Task instructions
Report, copied in full, every line in the records below that contains the word "curation".
======== Excerpted data ========
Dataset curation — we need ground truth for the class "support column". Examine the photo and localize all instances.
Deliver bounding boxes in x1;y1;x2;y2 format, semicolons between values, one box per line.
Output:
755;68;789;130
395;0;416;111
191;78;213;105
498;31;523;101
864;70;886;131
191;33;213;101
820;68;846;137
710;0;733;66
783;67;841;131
========
======== Excerpted data ========
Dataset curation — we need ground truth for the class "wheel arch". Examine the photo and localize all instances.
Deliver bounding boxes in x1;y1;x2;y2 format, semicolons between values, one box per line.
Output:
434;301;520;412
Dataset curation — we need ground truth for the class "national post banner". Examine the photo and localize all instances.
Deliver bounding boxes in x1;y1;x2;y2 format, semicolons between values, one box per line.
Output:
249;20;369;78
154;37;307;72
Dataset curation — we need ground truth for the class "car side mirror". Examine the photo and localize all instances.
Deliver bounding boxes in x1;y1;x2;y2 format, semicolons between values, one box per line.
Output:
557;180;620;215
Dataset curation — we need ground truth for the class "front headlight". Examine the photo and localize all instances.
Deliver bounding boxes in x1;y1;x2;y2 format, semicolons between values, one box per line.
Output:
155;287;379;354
========
======== Excerpted data ========
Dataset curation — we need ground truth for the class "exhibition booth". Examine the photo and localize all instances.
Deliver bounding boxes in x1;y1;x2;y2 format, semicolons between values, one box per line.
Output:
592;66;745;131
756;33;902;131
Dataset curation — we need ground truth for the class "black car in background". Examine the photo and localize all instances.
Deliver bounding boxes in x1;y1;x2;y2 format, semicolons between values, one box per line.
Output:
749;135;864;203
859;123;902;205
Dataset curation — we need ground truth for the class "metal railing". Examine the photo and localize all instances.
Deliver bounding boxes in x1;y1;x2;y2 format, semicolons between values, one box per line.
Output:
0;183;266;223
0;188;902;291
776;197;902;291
========
Final result
Dataset curation — we need ground truth for the class "support column". Examine the photo and localize all instances.
Dataset curation — we need ground truth for the class "wheel arch". Examine the photo and localize all instances.
Dataset curation — we need ground truth for the class "national post banner". Examine the photo and localize all instances.
Dataset curation — we need ground truth for the class "car side mirror". Examine the photo and localize all instances.
Dataset curation — we need ground truth for the class "front headlight". Examine the photo and localize all instances.
Dataset curation — we need ground truth for the class "exhibition booth". Examine the photo and localize all instances.
Dataset curation — we need ground truth for the class "black car in background". Examine the photo and localize all instances.
Dataset curation — we need ground truth for the class "metal railing". Examine the photo and localize all instances.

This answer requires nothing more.